▶ _COMPITO ASSEGNATO_
Partendo dalla riga che contiene "As a warehouse robot's perception module, locate judge" e fermandosi dopo quella che contiene "233, 88, 510, 295", trasformi queste righe in un elenco numerato, tralasciando le righe vuote.

Voci tratte da una fonte di dati:
***

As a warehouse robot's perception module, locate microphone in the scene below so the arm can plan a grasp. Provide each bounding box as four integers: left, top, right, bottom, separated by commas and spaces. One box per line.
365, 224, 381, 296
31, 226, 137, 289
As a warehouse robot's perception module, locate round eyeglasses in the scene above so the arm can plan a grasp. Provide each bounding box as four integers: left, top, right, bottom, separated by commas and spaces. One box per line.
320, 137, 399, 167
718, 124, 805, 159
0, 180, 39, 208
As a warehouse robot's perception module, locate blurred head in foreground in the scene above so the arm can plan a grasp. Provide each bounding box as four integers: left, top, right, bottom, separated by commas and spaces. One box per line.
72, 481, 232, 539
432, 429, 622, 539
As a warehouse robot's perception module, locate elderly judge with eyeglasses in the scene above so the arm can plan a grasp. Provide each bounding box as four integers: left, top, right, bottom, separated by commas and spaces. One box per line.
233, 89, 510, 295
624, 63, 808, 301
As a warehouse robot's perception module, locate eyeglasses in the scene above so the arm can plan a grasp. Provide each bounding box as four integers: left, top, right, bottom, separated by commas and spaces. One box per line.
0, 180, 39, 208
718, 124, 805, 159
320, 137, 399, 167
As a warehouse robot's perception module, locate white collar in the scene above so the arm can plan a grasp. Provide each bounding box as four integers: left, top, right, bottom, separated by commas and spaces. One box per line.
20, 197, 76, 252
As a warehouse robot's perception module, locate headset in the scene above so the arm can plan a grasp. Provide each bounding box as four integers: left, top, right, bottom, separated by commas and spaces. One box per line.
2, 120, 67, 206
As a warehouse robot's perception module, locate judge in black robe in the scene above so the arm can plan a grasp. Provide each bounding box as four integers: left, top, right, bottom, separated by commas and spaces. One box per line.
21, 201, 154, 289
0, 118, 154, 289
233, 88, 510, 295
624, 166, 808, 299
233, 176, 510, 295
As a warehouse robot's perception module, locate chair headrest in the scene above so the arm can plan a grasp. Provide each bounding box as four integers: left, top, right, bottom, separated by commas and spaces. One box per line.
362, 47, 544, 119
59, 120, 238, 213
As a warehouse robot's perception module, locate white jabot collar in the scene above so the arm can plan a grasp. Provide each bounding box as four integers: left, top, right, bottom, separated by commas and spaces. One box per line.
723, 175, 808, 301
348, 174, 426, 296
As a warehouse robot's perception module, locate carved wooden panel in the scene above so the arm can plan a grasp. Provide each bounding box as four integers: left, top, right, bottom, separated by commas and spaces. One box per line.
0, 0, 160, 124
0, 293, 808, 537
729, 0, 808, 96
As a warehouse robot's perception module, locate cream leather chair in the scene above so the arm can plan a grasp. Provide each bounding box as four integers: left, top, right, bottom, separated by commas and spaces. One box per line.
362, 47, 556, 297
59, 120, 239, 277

***

▶ _RISPOSTA ALL'ESERCIZIO_
1. As a warehouse robot's perception module, locate judge in black robe in the scene above so the arm can plan a grasp. Provide each bounding box as four integers: left, top, right, bottom, separated by commas and spaces. One box per line.
2. 21, 201, 154, 289
3. 0, 118, 154, 289
4. 233, 88, 510, 295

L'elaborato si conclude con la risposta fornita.